◆ Exercise aim
Print every line of the data below without changing anything.

[START OF Data excerpts]

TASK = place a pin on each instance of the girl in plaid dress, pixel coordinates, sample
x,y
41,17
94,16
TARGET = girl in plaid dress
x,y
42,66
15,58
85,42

[END OF Data excerpts]

◆ Solution below
TASK = place a pin on each instance of the girl in plaid dress, pixel coordinates, sample
x,y
41,17
94,16
TARGET = girl in plaid dress
x,y
42,66
15,58
85,42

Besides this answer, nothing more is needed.